Data to use —
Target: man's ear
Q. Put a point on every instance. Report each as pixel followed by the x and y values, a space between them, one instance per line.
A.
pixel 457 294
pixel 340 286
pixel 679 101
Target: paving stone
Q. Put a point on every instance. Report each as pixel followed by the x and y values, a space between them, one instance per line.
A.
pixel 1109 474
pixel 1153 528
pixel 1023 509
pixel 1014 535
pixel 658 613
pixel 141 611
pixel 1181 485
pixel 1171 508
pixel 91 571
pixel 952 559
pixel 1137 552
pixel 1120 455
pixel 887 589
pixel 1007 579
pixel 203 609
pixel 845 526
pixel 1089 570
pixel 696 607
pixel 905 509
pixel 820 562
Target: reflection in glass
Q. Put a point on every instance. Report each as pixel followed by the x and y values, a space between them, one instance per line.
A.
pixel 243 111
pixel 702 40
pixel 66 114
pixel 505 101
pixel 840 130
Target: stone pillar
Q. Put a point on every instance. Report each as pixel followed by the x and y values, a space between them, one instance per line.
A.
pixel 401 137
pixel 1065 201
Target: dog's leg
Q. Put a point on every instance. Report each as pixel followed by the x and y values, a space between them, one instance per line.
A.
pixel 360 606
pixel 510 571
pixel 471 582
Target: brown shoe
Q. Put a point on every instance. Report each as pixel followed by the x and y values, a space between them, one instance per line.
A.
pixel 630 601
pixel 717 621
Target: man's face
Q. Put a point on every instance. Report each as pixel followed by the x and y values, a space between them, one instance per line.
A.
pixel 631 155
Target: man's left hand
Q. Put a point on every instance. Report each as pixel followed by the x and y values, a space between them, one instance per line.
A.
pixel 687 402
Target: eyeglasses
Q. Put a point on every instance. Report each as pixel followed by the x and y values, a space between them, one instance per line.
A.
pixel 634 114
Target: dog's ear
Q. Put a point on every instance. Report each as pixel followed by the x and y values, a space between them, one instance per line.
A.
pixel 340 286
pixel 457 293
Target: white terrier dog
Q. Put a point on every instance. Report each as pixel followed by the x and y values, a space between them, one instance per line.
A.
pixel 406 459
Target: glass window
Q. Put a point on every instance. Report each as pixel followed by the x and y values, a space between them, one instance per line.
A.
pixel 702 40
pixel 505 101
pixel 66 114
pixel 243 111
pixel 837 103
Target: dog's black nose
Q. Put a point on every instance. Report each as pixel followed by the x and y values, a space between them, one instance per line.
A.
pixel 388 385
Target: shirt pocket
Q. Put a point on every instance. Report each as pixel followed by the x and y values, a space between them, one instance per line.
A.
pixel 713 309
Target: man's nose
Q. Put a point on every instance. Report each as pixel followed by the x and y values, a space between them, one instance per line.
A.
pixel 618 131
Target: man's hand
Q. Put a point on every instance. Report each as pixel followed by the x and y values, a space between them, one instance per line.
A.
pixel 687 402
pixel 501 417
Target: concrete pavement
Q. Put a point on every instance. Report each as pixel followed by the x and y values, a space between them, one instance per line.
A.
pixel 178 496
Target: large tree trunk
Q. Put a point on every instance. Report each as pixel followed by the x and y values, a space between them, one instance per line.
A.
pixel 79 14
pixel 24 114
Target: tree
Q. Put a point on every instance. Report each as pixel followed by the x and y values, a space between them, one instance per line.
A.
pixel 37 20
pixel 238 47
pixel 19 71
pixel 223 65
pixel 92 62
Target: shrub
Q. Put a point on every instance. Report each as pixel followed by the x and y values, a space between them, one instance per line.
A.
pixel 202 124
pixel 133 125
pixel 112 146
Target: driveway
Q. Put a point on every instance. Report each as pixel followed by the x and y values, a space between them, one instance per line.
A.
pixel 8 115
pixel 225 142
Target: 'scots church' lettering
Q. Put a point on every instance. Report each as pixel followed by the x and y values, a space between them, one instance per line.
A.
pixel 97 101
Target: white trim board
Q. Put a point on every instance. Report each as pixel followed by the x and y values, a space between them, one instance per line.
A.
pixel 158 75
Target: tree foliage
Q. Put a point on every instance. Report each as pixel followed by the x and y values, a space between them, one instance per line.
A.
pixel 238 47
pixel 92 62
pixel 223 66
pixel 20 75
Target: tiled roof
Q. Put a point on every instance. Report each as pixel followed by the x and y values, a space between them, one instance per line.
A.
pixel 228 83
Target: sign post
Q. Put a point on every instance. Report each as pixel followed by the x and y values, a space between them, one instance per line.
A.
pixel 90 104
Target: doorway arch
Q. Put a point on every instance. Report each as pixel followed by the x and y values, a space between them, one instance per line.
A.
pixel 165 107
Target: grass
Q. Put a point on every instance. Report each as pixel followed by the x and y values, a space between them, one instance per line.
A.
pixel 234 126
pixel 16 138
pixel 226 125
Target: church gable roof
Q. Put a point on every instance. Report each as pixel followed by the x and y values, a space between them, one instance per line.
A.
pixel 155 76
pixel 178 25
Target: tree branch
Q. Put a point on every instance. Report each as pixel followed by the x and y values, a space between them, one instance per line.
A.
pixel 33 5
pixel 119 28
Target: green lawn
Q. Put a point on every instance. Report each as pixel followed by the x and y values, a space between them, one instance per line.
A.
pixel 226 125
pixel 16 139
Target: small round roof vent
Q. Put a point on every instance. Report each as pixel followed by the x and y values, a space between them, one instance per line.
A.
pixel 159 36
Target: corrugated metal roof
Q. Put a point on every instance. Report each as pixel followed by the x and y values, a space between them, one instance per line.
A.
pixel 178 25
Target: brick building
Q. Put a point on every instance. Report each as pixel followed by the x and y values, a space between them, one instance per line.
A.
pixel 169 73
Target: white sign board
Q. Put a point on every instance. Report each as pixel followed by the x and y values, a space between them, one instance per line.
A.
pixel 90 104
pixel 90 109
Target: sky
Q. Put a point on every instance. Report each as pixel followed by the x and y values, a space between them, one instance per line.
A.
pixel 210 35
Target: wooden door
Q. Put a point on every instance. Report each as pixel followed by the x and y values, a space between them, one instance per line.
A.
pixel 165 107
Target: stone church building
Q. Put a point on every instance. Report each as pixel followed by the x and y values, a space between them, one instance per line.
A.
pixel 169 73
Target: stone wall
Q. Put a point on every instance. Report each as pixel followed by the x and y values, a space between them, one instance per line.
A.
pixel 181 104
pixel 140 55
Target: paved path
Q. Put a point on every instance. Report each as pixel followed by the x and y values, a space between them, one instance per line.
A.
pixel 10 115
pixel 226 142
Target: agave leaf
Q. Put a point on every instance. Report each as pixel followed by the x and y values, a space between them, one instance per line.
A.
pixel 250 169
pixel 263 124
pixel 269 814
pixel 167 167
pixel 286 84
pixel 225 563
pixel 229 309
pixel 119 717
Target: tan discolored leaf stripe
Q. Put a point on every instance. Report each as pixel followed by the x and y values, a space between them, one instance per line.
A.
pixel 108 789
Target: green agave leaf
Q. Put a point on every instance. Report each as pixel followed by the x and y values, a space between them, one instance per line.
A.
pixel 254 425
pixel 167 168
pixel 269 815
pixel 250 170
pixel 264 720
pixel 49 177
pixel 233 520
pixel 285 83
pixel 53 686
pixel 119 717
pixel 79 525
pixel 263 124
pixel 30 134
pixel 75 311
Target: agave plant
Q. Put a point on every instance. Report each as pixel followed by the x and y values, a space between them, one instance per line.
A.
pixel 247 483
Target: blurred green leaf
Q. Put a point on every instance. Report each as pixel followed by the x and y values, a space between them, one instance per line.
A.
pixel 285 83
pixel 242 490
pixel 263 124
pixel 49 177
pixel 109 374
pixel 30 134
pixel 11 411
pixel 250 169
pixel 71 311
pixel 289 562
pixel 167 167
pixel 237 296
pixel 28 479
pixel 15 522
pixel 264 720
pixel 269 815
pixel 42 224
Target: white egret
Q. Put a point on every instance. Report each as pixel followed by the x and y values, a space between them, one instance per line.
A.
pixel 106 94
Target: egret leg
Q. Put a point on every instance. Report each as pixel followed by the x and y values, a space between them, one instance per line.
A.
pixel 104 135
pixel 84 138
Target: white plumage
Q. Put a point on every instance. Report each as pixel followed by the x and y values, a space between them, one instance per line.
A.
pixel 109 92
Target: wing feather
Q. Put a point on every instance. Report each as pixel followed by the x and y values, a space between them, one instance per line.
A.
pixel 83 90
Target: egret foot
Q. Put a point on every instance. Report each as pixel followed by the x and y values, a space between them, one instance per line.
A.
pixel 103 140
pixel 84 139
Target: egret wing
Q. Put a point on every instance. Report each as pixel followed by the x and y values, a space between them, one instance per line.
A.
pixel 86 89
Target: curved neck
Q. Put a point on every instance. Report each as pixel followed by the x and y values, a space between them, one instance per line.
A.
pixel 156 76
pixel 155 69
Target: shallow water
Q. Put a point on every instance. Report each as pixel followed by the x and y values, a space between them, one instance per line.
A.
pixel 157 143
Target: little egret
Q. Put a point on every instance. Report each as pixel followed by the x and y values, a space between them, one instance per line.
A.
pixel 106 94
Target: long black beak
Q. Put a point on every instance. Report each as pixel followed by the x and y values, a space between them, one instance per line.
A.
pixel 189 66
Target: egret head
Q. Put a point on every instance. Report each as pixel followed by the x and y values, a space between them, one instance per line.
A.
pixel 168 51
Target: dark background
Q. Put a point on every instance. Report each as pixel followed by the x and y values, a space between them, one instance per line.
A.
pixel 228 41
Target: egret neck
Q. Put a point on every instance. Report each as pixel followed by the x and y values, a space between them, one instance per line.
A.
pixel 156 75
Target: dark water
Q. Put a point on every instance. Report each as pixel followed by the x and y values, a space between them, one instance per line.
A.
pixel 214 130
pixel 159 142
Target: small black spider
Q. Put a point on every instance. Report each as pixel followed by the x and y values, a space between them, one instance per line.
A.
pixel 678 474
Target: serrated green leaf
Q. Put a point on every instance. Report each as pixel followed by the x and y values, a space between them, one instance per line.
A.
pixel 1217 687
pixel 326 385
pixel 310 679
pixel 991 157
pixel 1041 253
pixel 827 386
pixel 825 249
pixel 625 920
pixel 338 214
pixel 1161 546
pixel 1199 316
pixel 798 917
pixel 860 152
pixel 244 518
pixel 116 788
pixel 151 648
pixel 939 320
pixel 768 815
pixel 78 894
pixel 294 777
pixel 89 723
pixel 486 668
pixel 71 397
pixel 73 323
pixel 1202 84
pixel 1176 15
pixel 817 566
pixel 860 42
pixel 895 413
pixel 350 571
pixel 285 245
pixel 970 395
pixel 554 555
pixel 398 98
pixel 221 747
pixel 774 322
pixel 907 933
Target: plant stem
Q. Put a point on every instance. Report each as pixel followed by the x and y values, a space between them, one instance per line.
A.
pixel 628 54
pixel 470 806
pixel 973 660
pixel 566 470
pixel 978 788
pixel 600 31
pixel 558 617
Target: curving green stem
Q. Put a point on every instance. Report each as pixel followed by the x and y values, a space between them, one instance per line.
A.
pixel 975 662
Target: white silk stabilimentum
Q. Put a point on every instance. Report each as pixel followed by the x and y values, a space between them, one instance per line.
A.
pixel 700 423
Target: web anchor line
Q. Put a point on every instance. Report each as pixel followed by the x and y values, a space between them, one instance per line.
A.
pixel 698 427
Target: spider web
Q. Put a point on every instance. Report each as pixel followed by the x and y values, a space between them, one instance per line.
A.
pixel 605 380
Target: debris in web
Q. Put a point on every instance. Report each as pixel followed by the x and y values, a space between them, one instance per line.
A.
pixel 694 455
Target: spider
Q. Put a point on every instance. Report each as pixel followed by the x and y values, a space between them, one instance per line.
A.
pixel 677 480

Task statement — Could you repeat the lines above word for word, starting at the first line and ending at the one that contains "pixel 634 114", with that line included?

Output —
Target: man's ear
Q. Put a point on every instance. Report each as pixel followed by the x and y values, a space between them, one instance per line.
A.
pixel 457 294
pixel 340 286
pixel 679 101
Target: paving stone
Q. Put a point on every instance. Report each as pixel followed by the x and y values, a space between them, one instance per line.
A.
pixel 1109 474
pixel 1153 528
pixel 1023 509
pixel 1014 535
pixel 658 613
pixel 141 611
pixel 1181 485
pixel 1171 508
pixel 91 571
pixel 952 559
pixel 1137 552
pixel 1120 455
pixel 887 589
pixel 1007 579
pixel 203 609
pixel 845 526
pixel 1089 570
pixel 696 607
pixel 905 509
pixel 820 562
Target: reflection in glass
Q. Put a point on every instance. Report each as pixel followed by the x and y values, a space between them, one instance per line.
A.
pixel 243 111
pixel 702 40
pixel 66 114
pixel 505 101
pixel 840 130
Target: stone pillar
Q. Put a point on every instance. Report each as pixel followed by the x and y values, a space between them, one instance per line.
A.
pixel 401 137
pixel 1065 201
Target: dog's leg
Q. Put a point on every instance. Report each as pixel followed by the x and y values, a space between them, one instance per line.
A.
pixel 360 606
pixel 510 571
pixel 471 582
Target: brown shoe
Q. Put a point on every instance. Report each as pixel followed by the x and y values, a space between them, one instance per line.
A.
pixel 630 601
pixel 717 621
Target: man's face
Q. Put a point on every instance. Report each as pixel followed by the x and y values, a space between them, one instance per line.
A.
pixel 631 155
Target: man's left hand
Q. Put a point on every instance. Report each as pixel followed by the x and y values, a space between them, one instance per line.
A.
pixel 687 402
Target: eyeglasses
Q. Put a point on every instance. Report each as pixel followed by the x and y values, a space between them, one instance per line.
A.
pixel 634 114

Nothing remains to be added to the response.